◆ WHAT IS REQUIRED: Pull out every line in the items below that contains the word "police", and copy each one unchanged.

☆ ☆ ☆ ☆

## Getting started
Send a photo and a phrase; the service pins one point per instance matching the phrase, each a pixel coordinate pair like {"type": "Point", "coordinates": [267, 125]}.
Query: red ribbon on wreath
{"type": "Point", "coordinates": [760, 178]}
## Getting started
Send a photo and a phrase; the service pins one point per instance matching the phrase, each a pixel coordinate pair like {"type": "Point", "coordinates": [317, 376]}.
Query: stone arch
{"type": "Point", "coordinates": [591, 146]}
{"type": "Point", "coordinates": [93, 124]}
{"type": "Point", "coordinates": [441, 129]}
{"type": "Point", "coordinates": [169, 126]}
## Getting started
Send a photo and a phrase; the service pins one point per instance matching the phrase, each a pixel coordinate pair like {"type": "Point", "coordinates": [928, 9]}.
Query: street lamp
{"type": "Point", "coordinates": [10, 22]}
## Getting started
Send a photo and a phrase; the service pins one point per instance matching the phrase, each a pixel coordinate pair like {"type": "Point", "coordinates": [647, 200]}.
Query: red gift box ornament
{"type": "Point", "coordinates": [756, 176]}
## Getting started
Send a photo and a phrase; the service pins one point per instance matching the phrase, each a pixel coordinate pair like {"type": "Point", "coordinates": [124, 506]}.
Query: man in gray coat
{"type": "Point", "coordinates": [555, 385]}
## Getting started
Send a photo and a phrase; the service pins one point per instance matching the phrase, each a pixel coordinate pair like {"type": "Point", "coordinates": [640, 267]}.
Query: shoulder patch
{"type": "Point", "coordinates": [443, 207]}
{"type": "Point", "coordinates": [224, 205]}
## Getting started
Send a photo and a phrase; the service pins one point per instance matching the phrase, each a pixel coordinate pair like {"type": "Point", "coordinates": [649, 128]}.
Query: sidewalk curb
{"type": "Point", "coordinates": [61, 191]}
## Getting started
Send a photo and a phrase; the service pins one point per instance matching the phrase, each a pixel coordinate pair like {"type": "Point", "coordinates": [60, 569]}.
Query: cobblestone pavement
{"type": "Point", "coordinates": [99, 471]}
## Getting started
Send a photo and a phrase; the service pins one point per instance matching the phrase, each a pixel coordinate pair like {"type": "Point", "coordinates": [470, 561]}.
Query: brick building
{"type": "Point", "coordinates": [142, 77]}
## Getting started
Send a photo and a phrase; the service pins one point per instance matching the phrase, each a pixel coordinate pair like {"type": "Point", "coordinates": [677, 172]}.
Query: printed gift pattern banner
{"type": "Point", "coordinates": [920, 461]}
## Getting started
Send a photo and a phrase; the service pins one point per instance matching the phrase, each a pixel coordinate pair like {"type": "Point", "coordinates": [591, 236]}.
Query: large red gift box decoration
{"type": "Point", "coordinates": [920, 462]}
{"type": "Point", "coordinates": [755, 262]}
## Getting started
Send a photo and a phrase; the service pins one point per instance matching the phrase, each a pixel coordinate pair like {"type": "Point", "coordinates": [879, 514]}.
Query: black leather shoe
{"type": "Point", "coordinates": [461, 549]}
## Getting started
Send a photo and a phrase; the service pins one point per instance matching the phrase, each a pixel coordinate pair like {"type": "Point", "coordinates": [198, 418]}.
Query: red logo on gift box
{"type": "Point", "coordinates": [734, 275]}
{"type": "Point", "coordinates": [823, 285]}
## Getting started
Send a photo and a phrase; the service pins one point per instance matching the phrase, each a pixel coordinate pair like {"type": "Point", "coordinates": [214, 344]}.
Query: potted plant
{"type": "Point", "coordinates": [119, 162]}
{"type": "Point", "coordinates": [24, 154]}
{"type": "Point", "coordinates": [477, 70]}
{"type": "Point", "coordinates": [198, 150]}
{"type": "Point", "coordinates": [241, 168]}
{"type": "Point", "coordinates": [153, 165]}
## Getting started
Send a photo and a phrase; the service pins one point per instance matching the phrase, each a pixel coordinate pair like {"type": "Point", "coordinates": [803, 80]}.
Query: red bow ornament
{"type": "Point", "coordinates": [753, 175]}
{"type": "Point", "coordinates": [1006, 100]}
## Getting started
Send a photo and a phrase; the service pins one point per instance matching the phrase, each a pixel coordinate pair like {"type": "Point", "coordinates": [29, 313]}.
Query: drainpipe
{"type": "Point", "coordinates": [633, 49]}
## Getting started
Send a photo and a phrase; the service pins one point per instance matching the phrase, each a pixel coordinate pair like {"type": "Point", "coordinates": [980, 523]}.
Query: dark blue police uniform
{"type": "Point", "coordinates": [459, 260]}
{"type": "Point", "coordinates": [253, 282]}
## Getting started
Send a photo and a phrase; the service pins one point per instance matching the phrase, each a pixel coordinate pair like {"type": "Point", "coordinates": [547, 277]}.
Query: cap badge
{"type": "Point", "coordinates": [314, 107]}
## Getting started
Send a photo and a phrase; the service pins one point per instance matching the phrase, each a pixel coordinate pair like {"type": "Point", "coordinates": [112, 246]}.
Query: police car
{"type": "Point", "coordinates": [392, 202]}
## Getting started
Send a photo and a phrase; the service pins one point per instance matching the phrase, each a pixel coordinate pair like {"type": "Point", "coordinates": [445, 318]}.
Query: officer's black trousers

☆ ☆ ☆ ☆

◆ OUTPUT OF THE TASK:
Query: dark blue police uniform
Query: police car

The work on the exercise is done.